>> start TEXT TO READ
Welcome to the Asia Research Centre
Murdoch University’s Asia Research Centre is celebrating twenty years of research into capitalist development and political conflict in Asia this year. The Centre was formed with Federal funding as a Special Centre of the Australian Research Council in 1991, the same year that the Soviet Union collapsed, Keating unseated Hawke, and the web browser was invented.
Since that time, the Centre has developed to become one of Australia’s leading concentrations of expertise on South East Asia, with a thriving programme of research on Japanese studies also. Murdoch University has some of the world's leading scholars working on Asia. Highlights of the recent research agenda include an AusAID funded project conducted by a team of Centre members led by Emeritus Professor Richard Robison on the political economy of aid effectiveness; an Australian Future Fellowship awarded to Professor Vedi Hadiz to study populist Islam in Indonesia, the Middle East and North Africa; and an Australian Professorial Fellowship awarded to Professor Garry Rodan to study the politics of representation in South East Asia. The Asia Research Centre also recently became a member of an international consortium of universities investigating the emergence of an Indian Ocean economy from the 10th century onwards, through a project led by historian Professor James Warren.
>> end TEXT TO READ
>> start SUPPLIED DATA
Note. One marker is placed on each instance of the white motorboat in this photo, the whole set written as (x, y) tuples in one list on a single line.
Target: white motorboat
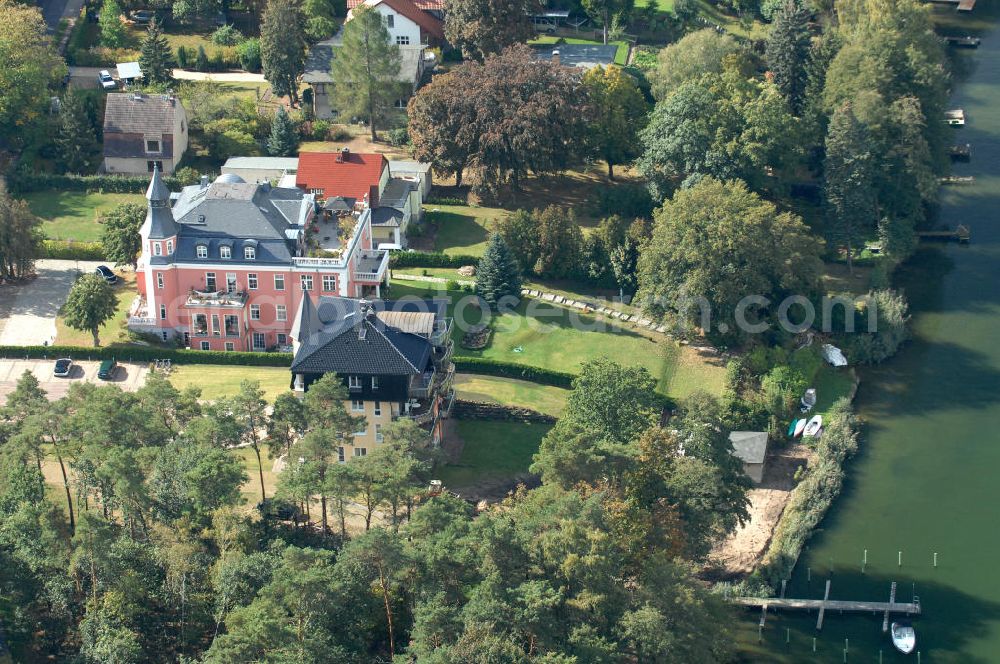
[(904, 637)]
>> end SUPPLIED DATA
#### THINGS TO DO:
• 1. In the Asia Research Centre text, what year was the Centre formed as a Special Centre of the Australian Research Council?
• 2. Carry on the Asia Research Centre text, beginning after its final sentence.

#### REPLIES:
• 1. 1991

• 2.
The Centre was established with a mission to investigate the impact of the new middle classes that were emerging in Southeast Asia following a decade of economic boom in the 1980s. This resulted in a book series entitled The New Rich in Asia, which comprised eight volumes dealing with different aspects of the new political conflicts spawned by the demands and interests of new social forces in Asia. In the 1990s, also, businesses in Australia were first becoming interested in Southeast Asia as an export market, and the Asia Research Centre hosted an array of conferences and briefings for WA businesses eager to learn about tax regimes, investment laws and labour relations in countries like Indonesia and Vietnam.
The end of the 1990s brought the Asian Financial Crisis, and Centre researchers were at the forefront of attempts to explain the suddenness with which Asia’s economies went bust, hosting a workshop on the issue which was addressed by then-Foreign Minister Alexander Downer. The Centre’s pioneering studies of the relationship between class, capital and the state in Southeast Asia gave researchers a particular framework for explaining the nature of political contestation in Asia as well as the fortunes of Asian economies. This framework, sometimes referred to as the ‘Murdoch School’ of political economy, has become increasingly influential, attracting the attention of scholars in Europe and the US as well as across Australia.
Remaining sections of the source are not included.